- Opening Delimiter -
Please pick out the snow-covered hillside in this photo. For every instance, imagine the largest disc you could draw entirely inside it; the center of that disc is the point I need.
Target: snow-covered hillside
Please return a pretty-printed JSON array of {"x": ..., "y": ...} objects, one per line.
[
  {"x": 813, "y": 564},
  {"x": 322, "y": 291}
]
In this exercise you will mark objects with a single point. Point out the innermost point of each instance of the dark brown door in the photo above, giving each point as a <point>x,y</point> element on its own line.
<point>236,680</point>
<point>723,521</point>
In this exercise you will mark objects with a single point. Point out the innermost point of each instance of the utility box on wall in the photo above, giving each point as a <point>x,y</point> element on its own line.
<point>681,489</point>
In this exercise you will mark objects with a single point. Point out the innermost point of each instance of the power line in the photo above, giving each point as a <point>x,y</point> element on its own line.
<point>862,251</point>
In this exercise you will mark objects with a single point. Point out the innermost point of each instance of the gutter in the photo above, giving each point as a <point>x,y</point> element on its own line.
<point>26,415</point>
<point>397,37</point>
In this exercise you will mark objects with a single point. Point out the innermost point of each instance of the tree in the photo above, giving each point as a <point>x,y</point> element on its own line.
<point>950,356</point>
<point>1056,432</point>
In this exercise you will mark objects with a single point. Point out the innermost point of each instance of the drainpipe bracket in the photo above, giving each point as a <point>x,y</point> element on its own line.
- Closing Delimiter -
Task requirements:
Every line above is to be transcribed exactly.

Reply:
Please pick out the snow-covered hillside in this photo. For every instance, imagine the largest disc you could draw entirely inside it; the center of that disc is the point I need.
Target: snow-covered hillside
Please return a pretty-printed JSON array of {"x": ..., "y": ...} objects, one per line.
[
  {"x": 813, "y": 564},
  {"x": 322, "y": 291}
]
In this exercise you will mark objects with a single point. Point out the innermost point of each instance of the dark brown door in the photo above, giving each point as a <point>x,y</point> element on its own line.
<point>236,680</point>
<point>723,521</point>
In this exercise you will mark objects with a single point. Point out the innermost point of each instance of the utility box on wall in the photo above, giving each point as a <point>x,y</point> element on its own line.
<point>681,489</point>
In this exercise you will mark objects with a single point. Point out the innermost point of each instance of the power line in the photo above, giving each point as a <point>x,y</point> element on its own line.
<point>862,251</point>
In this exercise you will mark objects with a single point. Point out the innermost point of each instance of the gutter in the photo above, giving each point as a <point>x,y</point> element on its own line.
<point>26,415</point>
<point>397,37</point>
In this exercise you will mark objects with a single point. Point out the innermost point of each instance of the tree in the photo above, giving each point as a <point>x,y</point> element on its own line.
<point>950,356</point>
<point>1056,432</point>
In this exercise you will mark objects with a single point. Point out the innermost point of each instance of the drainpipe bracket in the photo above, giving each point as a <point>x,y</point> element on its own line.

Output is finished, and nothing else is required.